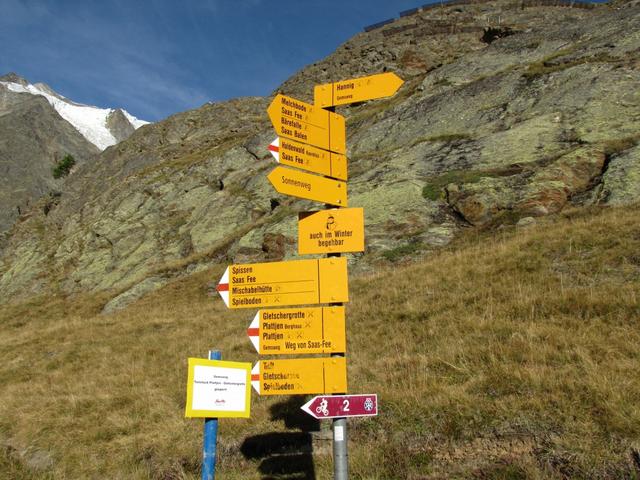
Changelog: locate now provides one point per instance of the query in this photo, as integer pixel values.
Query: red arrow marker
(334, 406)
(254, 332)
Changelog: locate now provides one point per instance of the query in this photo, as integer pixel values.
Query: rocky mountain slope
(38, 127)
(510, 110)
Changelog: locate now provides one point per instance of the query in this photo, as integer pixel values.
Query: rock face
(34, 137)
(119, 125)
(509, 112)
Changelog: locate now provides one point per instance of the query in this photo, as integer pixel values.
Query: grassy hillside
(507, 356)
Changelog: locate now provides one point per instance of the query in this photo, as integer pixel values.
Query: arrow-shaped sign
(298, 331)
(296, 282)
(312, 187)
(356, 90)
(336, 406)
(300, 376)
(308, 123)
(294, 154)
(331, 231)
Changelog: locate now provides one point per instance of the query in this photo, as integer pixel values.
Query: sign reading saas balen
(308, 124)
(296, 282)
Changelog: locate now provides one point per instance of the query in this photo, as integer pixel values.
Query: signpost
(338, 406)
(298, 331)
(294, 154)
(308, 123)
(300, 376)
(311, 187)
(311, 138)
(356, 90)
(331, 231)
(296, 282)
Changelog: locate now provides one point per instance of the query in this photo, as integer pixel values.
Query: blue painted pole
(210, 437)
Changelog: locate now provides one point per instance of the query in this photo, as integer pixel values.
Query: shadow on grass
(285, 454)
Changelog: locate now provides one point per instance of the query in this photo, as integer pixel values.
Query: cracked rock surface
(480, 134)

-- YOUR OBJECTIVE --
Each line of the material must be retyped exactly, except that images are omitted.

-- WRITTEN ANSWER --
Changelog: locate now provides one point per instance of the query in this photo, as integer pixel values.
Query: red arrow marker
(334, 406)
(254, 332)
Changelog: locate now provides one point per instance of the query in this photo, as integer pixel values.
Query: rocky mountain slope
(38, 127)
(510, 110)
Changelog: locate now provides one point per instance of the query in this photo, as integer pixel values.
Query: rock face
(34, 137)
(119, 125)
(509, 112)
Changelog: locate now provides one point per instance of the query in this photo, as integer pixel values.
Query: grassy hillside
(507, 356)
Changelog: locate now provides one point per instance of the query in this photo, as integer pixel values.
Query: arrow-shaped sign
(298, 331)
(296, 282)
(312, 187)
(356, 90)
(336, 406)
(300, 376)
(308, 123)
(294, 154)
(331, 231)
Changelog: locate now provides one point per instance of the query in this photo, as integer pixel values.
Query: sign reading saas balen
(308, 124)
(296, 282)
Changelog: locate now provides one point per instance of the query in this photo, as integer pixel values.
Query: signpost
(338, 406)
(298, 331)
(294, 154)
(308, 123)
(300, 376)
(311, 187)
(311, 138)
(356, 90)
(331, 231)
(296, 282)
Changelog: locate now provides one point per instance of the query in this photo, as integer pixel values.
Query: blue painted pole
(210, 437)
Changelog: locate now provides one point per instance of the query in this photo, as integer pixel values.
Query: shadow on grass
(285, 454)
Changelog: locate now provides one point per instance of the query in this photo, as integer pixel values.
Query: cracked rock surface
(480, 134)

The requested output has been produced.